**Task prompt:**
From the data below, copy each line that includes the word "potted".

Records from a data collection:

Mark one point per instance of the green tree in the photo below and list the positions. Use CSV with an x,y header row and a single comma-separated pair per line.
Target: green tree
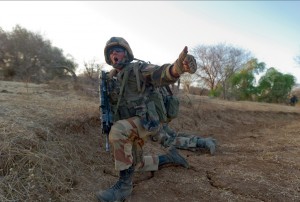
x,y
275,86
28,56
217,63
242,83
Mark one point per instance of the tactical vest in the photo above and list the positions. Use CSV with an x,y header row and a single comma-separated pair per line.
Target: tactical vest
x,y
131,96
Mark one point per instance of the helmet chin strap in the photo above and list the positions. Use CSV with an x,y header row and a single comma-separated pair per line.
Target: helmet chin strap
x,y
122,63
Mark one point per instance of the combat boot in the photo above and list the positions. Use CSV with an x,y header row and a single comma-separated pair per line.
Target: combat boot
x,y
207,143
172,157
121,190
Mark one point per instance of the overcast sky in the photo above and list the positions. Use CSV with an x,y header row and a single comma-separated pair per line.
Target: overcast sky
x,y
157,31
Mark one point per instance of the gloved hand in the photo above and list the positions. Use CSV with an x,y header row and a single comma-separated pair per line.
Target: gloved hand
x,y
185,63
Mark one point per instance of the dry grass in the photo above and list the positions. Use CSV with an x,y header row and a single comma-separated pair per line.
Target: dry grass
x,y
51,149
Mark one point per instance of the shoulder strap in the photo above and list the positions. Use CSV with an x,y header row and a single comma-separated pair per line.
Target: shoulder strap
x,y
124,81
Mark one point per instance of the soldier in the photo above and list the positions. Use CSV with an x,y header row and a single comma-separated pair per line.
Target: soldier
x,y
168,137
137,113
293,100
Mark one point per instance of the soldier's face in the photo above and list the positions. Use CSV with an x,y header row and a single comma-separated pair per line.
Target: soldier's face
x,y
116,55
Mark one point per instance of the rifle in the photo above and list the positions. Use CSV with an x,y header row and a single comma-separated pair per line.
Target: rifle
x,y
106,113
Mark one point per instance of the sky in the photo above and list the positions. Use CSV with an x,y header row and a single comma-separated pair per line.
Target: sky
x,y
157,31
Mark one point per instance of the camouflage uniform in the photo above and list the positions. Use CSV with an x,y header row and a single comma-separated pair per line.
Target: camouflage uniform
x,y
168,137
132,122
131,87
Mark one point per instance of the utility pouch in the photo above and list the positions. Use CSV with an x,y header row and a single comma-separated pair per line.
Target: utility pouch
x,y
172,106
150,119
158,101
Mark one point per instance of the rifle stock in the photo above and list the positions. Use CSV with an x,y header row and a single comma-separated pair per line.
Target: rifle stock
x,y
106,113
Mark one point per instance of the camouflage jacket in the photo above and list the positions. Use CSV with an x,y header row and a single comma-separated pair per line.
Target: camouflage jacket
x,y
130,88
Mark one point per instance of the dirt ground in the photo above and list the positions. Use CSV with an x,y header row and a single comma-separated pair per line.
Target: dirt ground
x,y
51,149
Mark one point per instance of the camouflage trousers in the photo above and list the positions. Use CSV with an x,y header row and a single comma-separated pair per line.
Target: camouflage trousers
x,y
167,137
127,138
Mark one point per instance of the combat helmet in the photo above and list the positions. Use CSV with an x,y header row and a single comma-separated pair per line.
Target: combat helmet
x,y
117,41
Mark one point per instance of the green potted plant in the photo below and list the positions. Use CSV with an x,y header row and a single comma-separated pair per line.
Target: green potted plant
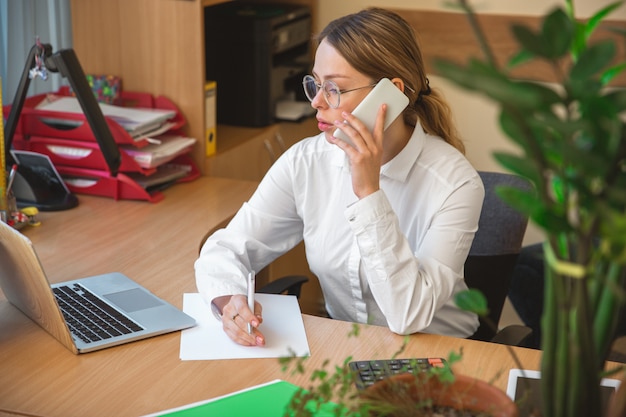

**Answer for the task:**
Mark one point per instance of the green potted plant in the photo below and list the positions. Use CSV with an x,y header row and a single comma-separated pair per line.
Target: green potted plant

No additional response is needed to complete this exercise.